[Source records]
----------

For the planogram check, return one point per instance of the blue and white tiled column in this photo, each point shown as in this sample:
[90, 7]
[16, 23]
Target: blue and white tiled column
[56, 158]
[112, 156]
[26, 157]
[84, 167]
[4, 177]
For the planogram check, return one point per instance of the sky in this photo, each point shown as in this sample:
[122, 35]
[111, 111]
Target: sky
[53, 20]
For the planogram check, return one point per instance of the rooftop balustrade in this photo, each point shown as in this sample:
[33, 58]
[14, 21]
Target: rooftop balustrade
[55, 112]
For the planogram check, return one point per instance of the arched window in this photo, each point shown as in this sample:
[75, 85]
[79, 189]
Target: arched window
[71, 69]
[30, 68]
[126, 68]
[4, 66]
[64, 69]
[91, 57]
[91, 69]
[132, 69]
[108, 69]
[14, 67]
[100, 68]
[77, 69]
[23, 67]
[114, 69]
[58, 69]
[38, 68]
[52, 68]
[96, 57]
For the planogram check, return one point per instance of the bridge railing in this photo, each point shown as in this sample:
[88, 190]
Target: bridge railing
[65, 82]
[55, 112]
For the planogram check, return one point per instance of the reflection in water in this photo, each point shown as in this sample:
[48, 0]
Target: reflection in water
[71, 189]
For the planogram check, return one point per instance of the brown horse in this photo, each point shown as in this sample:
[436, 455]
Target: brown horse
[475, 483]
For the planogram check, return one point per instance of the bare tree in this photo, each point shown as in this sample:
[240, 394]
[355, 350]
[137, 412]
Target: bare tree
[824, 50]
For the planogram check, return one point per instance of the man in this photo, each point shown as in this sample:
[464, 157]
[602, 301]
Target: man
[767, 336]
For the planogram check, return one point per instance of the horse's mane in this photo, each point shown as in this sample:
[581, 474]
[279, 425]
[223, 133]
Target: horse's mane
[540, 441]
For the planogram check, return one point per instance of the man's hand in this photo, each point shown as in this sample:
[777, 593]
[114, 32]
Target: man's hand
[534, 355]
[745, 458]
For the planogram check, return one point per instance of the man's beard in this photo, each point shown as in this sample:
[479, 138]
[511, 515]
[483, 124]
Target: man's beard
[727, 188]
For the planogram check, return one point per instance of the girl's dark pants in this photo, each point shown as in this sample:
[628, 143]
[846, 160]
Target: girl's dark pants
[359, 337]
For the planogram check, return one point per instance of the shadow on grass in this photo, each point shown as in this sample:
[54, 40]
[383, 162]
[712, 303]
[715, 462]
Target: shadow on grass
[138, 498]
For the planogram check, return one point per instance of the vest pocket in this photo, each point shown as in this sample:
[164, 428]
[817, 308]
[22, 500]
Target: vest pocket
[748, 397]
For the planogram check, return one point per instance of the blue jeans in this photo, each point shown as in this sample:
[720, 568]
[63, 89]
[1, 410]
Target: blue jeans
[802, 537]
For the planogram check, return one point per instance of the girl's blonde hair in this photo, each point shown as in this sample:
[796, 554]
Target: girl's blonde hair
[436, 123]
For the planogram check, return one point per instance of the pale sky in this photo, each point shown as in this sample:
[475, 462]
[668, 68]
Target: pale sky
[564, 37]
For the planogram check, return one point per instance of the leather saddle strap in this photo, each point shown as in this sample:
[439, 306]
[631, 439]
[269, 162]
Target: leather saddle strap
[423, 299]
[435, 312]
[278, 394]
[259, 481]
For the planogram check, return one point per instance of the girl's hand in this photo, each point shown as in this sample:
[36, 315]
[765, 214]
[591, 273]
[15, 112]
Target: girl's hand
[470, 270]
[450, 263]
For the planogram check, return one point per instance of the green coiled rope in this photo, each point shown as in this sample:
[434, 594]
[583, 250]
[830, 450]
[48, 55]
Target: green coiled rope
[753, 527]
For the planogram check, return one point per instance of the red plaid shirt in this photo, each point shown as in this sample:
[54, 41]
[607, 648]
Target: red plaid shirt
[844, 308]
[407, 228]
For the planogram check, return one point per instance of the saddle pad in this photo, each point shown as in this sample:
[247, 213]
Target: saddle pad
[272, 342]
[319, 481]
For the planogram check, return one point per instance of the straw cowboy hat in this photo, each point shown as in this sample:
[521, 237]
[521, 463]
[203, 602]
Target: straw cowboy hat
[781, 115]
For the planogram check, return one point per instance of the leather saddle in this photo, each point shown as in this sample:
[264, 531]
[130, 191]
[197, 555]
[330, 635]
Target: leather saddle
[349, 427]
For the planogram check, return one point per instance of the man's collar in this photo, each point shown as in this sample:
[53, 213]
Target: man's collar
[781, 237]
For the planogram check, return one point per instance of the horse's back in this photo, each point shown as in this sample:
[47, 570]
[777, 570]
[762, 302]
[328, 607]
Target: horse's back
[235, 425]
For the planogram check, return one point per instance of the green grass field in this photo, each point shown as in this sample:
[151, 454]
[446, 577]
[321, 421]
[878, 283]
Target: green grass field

----------

## What the exercise asks
The lines in the records above that include the word "field" must be copied out.

## Answer area
For the planogram check, return one point per instance of the green grass field in this photo, each point shown as in this sample:
Target: green grass field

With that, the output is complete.